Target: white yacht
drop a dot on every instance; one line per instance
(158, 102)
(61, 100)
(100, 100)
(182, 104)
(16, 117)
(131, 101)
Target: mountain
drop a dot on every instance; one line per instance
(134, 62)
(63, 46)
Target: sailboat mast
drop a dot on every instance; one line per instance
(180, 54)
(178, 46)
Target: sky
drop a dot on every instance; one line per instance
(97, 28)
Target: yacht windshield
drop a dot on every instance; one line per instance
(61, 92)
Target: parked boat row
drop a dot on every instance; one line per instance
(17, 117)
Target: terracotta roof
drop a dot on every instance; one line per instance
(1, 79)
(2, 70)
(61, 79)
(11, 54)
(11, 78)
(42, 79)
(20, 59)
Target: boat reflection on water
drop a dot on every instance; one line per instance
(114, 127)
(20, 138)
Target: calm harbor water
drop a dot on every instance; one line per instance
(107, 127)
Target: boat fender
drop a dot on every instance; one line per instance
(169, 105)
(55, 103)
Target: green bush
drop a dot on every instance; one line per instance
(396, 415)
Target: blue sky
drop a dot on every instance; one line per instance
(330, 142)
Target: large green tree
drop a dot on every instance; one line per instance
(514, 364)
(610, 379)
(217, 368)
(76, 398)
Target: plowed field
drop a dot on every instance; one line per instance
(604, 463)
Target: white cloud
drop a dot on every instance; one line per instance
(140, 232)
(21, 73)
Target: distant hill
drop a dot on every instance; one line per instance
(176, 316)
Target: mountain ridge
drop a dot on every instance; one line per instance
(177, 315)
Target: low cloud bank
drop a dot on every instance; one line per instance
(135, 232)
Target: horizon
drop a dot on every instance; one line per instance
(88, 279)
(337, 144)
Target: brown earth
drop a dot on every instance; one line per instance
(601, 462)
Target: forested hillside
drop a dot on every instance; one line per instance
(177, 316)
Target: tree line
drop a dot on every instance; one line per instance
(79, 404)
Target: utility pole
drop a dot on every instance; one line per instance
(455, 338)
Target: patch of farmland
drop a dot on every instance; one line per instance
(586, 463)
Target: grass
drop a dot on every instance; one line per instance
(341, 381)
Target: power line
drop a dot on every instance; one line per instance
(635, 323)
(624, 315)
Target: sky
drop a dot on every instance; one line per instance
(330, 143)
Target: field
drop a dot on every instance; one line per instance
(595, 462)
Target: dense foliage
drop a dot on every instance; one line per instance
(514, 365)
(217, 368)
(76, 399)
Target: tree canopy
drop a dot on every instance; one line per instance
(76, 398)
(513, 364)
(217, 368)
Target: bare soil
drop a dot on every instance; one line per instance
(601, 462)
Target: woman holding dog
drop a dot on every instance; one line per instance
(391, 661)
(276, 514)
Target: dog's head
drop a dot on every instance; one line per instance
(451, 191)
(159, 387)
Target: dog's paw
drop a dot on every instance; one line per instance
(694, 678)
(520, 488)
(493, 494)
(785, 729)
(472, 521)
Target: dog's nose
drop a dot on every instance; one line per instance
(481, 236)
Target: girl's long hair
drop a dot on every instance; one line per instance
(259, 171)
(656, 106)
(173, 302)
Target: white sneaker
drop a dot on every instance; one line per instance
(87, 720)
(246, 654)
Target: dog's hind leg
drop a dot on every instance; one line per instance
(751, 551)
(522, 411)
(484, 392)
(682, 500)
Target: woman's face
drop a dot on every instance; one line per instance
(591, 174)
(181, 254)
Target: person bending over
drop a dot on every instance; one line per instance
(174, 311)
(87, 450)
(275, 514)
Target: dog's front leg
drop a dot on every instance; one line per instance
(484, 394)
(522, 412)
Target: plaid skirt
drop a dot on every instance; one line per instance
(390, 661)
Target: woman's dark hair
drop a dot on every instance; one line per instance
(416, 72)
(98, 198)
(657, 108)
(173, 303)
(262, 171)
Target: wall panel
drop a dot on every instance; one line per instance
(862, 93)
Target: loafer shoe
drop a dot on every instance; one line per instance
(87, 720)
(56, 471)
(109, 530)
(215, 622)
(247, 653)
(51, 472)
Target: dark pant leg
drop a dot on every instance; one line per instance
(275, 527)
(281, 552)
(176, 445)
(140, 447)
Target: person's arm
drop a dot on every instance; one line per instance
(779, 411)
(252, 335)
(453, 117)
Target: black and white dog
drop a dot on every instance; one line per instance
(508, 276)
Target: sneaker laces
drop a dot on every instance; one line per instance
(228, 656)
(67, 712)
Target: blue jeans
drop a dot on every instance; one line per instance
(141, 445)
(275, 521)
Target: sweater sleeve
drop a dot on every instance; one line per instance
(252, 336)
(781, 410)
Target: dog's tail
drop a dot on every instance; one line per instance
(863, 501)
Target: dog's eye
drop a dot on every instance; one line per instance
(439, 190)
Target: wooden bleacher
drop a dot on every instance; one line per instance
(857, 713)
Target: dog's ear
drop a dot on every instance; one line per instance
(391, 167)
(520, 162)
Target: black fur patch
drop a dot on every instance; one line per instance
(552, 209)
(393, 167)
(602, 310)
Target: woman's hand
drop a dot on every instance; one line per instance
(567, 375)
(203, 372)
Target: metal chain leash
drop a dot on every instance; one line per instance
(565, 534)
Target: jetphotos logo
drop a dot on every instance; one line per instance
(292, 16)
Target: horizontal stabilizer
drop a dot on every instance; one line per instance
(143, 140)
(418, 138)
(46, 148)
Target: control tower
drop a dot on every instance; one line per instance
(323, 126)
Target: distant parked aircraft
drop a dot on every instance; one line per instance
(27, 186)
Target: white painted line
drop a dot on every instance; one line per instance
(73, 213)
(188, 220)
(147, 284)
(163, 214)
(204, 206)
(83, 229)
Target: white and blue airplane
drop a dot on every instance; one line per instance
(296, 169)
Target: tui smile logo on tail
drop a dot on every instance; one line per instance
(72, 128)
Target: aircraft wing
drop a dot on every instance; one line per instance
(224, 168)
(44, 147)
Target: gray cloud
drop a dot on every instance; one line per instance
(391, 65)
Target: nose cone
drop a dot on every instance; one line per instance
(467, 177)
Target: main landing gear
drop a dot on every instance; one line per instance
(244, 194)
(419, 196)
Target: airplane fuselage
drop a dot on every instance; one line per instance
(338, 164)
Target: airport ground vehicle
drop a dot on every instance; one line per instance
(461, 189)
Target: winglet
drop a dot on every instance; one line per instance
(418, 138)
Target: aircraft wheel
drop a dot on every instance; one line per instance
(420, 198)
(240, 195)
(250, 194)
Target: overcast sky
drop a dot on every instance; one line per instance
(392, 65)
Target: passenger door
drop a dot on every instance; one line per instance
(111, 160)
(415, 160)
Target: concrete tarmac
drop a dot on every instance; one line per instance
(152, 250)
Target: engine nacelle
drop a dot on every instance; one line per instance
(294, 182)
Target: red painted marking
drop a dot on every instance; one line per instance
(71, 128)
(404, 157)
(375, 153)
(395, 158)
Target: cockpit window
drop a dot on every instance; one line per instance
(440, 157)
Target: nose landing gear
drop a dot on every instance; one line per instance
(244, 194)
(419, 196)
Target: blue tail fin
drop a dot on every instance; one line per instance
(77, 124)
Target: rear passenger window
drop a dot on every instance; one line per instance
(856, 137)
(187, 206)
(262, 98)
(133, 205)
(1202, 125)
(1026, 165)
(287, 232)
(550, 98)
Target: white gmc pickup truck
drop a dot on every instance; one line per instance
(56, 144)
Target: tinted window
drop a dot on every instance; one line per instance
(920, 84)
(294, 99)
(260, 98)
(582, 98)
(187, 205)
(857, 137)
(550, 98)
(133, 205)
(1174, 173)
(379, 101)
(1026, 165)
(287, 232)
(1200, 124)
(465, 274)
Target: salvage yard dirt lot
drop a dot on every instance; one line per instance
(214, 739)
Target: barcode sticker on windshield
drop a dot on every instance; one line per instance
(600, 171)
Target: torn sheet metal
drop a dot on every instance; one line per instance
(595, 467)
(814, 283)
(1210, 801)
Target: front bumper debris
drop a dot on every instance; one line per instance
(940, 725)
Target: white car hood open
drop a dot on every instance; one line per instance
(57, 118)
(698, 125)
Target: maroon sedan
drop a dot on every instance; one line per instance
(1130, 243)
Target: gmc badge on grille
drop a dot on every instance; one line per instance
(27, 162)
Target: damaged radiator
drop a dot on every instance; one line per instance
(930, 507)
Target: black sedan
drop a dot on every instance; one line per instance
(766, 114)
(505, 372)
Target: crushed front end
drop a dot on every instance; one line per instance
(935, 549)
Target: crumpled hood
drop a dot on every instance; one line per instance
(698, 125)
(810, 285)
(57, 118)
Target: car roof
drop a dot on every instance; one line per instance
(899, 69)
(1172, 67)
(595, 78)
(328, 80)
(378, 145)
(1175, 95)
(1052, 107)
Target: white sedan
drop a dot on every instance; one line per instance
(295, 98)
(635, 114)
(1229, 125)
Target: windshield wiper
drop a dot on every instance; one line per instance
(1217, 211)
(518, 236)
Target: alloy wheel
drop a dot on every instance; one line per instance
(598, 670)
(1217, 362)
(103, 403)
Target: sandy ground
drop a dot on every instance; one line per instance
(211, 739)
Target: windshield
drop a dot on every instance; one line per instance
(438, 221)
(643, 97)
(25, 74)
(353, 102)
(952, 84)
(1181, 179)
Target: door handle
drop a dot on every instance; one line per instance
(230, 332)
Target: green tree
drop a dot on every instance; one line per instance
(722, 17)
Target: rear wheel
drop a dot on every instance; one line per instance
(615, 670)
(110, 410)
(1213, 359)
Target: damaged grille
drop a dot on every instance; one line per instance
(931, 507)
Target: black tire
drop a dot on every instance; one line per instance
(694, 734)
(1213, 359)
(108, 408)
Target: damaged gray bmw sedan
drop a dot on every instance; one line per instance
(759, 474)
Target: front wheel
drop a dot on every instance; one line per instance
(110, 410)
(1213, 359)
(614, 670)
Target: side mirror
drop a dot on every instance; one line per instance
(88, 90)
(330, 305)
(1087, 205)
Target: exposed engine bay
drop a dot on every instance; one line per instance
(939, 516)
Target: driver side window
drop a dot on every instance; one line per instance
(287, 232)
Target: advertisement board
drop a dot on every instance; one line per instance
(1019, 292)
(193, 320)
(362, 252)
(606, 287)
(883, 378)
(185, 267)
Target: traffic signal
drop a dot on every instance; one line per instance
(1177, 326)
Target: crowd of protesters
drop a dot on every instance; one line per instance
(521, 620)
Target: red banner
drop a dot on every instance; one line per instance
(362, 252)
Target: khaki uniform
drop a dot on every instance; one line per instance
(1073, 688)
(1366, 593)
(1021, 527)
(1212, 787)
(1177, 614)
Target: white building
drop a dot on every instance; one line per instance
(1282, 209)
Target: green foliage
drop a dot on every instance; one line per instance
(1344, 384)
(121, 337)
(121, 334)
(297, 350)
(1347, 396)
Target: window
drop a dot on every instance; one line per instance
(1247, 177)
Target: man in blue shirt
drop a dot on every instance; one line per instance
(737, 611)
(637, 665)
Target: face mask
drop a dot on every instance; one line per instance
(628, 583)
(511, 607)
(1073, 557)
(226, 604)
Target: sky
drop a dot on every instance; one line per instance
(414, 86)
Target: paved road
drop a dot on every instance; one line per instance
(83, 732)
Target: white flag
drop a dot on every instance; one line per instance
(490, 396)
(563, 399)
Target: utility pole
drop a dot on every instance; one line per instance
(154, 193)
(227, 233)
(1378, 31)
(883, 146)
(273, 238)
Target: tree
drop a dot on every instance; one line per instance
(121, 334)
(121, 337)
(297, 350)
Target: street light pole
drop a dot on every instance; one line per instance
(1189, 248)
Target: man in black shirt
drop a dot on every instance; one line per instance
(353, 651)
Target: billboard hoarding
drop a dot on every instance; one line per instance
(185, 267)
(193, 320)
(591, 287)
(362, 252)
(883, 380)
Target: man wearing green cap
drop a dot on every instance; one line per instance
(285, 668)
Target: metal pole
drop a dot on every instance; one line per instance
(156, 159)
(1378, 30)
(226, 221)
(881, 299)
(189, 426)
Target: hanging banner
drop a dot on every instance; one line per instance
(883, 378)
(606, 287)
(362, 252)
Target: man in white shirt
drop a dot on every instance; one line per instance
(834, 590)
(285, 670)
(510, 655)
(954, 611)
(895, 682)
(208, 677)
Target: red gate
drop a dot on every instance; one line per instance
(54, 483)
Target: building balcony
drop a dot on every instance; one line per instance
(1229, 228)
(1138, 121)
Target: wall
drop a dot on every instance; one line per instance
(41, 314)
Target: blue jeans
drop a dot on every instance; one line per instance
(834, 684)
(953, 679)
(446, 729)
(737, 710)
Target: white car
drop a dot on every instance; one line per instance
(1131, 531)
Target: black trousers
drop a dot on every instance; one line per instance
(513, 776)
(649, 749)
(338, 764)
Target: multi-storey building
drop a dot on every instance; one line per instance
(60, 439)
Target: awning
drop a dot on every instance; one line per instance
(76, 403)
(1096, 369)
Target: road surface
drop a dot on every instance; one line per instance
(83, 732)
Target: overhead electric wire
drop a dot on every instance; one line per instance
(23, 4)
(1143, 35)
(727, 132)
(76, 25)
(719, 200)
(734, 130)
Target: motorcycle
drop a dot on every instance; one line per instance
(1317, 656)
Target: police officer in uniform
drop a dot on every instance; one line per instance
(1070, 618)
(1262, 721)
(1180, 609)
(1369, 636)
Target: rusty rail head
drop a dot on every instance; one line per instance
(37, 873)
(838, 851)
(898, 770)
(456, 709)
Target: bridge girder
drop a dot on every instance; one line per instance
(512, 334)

+++++

## Goal:
Set down the records word for word, starting with the line that contains "Target: multi-storey building" and going on through the last line of the records.

## Response for this exercise:
Target: multi-storey building
drop a dot on every instance; one line per instance
(60, 439)
Target: awning
drop a dot on every instance; one line per instance
(76, 403)
(1096, 369)
Target: road surface
drop a dot on every instance; one line per instance
(83, 732)
Target: overhead electric wire
drop a dot on every instance; one line per instance
(23, 4)
(1143, 35)
(727, 132)
(76, 25)
(719, 200)
(734, 130)
Target: motorcycle
drop a dot on every instance; one line per instance
(1317, 656)
Target: police officer in uniform
drop a dot on every instance; one line per instance
(1070, 618)
(1262, 721)
(1180, 609)
(1369, 636)
Target: rusty rail head
drop a dot on every instance; one line per instance
(37, 873)
(838, 851)
(898, 770)
(456, 709)
Target: bridge girder
drop a dot on every instance; one line per instance
(512, 334)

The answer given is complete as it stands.